Residents can comment on the city’s current $54.8 million spending plan at a council meeting scheduled for Wednesday, Jan. 2. Following that meeting, the council is allowed to approve the 2001-2002 budget or take the comments under consideration and make changes at future meetings.
The tentative spending plan, introduced at a council meeting earlier this month, covers expenditures from July 1, 2001 through June 30, 2002. The city is on a fiscal, rather than calendar, year. Many government entities are like Hoboken and run on fiscal years, although locally, the town of Secaucus runs its budget from January through December.
The city may have to put off its Jan. 2 vote if members of the Parking Authority continue to contend that they cannot afford to give the city a $2 million revenue item that is included in the budget. If this turns out to be true, the city will have to find $2 million from other sources.
This year’s budget calls for slightly less spending and taxes than last year. The city tax rate is set to fall from $7.84 per $1,000 of property owned to $7.82. Overall, the total tax rate – which includes city, school and county taxes – will be $30.98 per $1,000. That means that the owner of a $200,000 home will pay $6,196 in overall taxes during the 2002 fiscal year.

Rows:
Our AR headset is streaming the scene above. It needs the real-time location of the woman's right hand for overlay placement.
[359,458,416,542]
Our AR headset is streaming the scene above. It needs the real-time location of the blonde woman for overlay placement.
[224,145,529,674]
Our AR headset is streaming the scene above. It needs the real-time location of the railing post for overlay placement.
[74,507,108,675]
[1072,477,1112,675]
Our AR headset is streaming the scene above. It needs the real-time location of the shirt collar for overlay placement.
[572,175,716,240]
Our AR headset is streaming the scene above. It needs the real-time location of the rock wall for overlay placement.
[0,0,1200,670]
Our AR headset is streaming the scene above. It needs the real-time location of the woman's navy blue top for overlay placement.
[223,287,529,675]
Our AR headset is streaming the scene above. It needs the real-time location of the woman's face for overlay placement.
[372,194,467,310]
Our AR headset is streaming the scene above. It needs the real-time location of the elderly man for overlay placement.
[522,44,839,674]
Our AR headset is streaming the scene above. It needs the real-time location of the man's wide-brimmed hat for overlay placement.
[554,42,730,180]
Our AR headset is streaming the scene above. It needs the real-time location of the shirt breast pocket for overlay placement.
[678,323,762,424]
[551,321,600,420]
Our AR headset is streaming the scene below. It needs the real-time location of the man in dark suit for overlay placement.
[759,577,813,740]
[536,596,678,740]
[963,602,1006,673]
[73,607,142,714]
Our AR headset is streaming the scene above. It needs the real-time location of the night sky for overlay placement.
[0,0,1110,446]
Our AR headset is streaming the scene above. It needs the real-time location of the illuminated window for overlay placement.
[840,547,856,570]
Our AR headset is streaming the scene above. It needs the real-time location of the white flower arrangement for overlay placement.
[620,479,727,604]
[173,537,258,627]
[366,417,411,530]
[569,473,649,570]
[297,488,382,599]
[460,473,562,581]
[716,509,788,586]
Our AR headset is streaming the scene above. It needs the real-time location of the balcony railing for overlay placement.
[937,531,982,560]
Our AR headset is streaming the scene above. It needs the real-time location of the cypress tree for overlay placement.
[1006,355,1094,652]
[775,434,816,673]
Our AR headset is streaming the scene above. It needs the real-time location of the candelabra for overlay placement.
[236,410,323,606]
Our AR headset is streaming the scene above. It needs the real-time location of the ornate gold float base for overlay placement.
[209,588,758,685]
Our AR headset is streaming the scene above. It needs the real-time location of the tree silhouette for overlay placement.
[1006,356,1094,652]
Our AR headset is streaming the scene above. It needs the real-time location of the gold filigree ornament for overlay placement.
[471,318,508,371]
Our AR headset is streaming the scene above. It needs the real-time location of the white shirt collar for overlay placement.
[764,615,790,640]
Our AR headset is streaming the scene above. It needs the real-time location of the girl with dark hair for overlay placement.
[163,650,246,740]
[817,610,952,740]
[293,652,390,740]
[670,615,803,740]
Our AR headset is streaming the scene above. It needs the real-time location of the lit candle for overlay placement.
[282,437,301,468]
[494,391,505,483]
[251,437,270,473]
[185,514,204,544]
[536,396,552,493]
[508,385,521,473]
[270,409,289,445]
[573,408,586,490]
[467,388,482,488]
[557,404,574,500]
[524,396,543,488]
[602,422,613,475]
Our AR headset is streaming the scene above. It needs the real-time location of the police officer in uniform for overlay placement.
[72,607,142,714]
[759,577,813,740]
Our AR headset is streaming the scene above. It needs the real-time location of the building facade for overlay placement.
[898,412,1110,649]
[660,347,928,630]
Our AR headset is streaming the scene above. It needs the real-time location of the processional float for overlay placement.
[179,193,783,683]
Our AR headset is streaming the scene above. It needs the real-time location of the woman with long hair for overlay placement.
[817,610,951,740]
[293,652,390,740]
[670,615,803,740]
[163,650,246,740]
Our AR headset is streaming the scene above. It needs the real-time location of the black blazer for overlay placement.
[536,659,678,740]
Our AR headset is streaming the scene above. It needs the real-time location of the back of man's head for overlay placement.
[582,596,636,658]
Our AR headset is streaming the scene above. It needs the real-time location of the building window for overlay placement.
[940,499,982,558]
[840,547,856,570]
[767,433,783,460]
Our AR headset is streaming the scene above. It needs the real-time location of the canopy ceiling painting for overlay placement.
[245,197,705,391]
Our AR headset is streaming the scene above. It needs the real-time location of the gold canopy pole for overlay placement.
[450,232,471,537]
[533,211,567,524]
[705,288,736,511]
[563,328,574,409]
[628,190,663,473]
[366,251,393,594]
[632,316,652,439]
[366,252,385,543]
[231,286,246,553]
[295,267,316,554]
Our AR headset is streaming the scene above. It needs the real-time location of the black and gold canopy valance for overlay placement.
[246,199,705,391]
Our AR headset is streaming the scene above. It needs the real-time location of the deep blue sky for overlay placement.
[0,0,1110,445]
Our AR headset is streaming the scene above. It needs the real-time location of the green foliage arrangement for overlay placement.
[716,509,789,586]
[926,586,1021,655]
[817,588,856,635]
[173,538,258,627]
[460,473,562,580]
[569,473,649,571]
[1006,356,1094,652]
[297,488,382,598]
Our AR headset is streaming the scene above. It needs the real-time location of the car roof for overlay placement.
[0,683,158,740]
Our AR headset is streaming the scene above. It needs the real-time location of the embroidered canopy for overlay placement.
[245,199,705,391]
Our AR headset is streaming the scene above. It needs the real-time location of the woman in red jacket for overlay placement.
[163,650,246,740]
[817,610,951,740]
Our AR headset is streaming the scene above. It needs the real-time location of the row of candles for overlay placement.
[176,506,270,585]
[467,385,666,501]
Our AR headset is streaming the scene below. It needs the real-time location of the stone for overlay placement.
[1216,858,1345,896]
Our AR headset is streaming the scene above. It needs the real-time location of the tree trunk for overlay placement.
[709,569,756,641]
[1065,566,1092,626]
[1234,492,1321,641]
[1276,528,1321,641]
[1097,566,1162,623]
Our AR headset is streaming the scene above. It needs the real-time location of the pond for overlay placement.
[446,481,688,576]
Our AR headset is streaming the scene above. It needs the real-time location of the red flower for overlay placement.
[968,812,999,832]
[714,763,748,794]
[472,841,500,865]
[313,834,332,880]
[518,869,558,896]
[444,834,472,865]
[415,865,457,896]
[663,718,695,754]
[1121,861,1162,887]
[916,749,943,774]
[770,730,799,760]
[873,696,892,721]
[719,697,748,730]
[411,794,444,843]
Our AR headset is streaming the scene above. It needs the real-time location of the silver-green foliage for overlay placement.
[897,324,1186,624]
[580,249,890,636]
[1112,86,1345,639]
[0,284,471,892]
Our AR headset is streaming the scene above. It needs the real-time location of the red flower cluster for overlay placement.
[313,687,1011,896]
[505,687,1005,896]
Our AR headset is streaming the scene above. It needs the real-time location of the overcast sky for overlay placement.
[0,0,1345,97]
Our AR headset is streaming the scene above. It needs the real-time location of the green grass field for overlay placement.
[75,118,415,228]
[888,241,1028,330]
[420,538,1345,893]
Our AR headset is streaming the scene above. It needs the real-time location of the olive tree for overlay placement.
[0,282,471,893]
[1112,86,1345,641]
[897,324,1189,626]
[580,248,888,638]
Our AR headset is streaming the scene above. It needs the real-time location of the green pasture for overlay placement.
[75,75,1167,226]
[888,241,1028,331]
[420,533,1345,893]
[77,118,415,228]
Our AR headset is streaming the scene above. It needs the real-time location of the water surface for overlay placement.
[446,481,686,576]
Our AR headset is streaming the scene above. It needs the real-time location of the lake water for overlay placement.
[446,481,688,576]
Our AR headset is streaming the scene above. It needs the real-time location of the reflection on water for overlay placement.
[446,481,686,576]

Task statement: Extract the passage of the Hoboken budget article between "This year’s budget" and "2002 fiscal year.", inclusive, copying it word for word. The records have no connection to the budget article.

Response:
This year’s budget calls for slightly less spending and taxes than last year. The city tax rate is set to fall from $7.84 per $1,000 of property owned to $7.82. Overall, the total tax rate – which includes city, school and county taxes – will be $30.98 per $1,000. That means that the owner of a $200,000 home will pay $6,196 in overall taxes during the 2002 fiscal year.